SOURCE DOCUMENT:
● ● ● ●

Saturday, January 17, 2026

The Fiery Wrath of God

                              Deuteronomy 4:1-40 KJB 

God gave Moses a speech to the children of their fathers whom God had brought out of slavery in Egypt. Deuteronomy 4:37 (KJB). The only persons who were left of the generation that God brought out of Egypt were Moses. Joshua, and Caleb. Because Moses was the leader of the disobedient Israelites who had no faith that God would give them the promised land, and because Moses himself had been disobedient, God called Moses to the top of Mount Nebo where he could see most of the promised land that God would give His people. Deuteronomy 34:1-8 (KJB). But the fact that God had Moses to die at the top of a mountain symbolized that Moses was saved by grace, and God took his soul and spirit directly to Heaven when he died. Matthew 17:1-3 (KJB).

● ● ● ●

ENTRIES SHOWN:
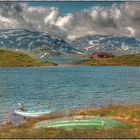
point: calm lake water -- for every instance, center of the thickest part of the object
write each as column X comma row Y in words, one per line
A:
column 67, row 87
column 59, row 60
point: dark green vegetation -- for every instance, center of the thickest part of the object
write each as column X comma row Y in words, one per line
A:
column 124, row 60
column 130, row 115
column 10, row 58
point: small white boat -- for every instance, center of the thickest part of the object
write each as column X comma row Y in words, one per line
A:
column 43, row 113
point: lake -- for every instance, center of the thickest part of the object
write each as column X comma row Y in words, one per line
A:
column 67, row 87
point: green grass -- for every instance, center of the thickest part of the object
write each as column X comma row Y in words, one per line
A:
column 124, row 60
column 127, row 114
column 10, row 58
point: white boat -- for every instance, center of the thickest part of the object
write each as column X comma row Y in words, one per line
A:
column 43, row 113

● ● ● ●

YOUR INSTRUCTIONS: Carry on the post on Deuteronomy 4 and God's fiery wrath, writing on from its last sentence.

EXPECTED ANSWER:
Moses reminded this second generation that God had spoken to His people from Mount Sinai with His fiery wrath against evil. God spoke to them in His fiery wrath in order to make them deathly afraid of Him. That fear of God would become a part of their history which they would teach every generation to keep them from ever worshipping false gods. Deuteronomy 4:9 (KJB). God had given the Israelites His commandments and judgments. Deuteronomy 4:5-8 (KJB). God expected them to try to keep His Ten Commandments, but He also knew that inevitably they would sin against Him, and His judgment was that if they offered a clean animal for a sin offering or a burnt offering, He would forgive them. But whether they obeyed or disobeyed, they would keep their faith in Him as their deliverer from evil. God expects Christians to live clean and moral lives, but when they inevitably sin, God will forgive them when they confess and repent. Romans 12:1-2; I John 1:9 (KJB). But whether in obedience or repentance, the Christian demonstrates that he has faith in God alone as His Savior from all sins, evil, eternal death, and the Devil. Hebrews 2:9-13 (KJB).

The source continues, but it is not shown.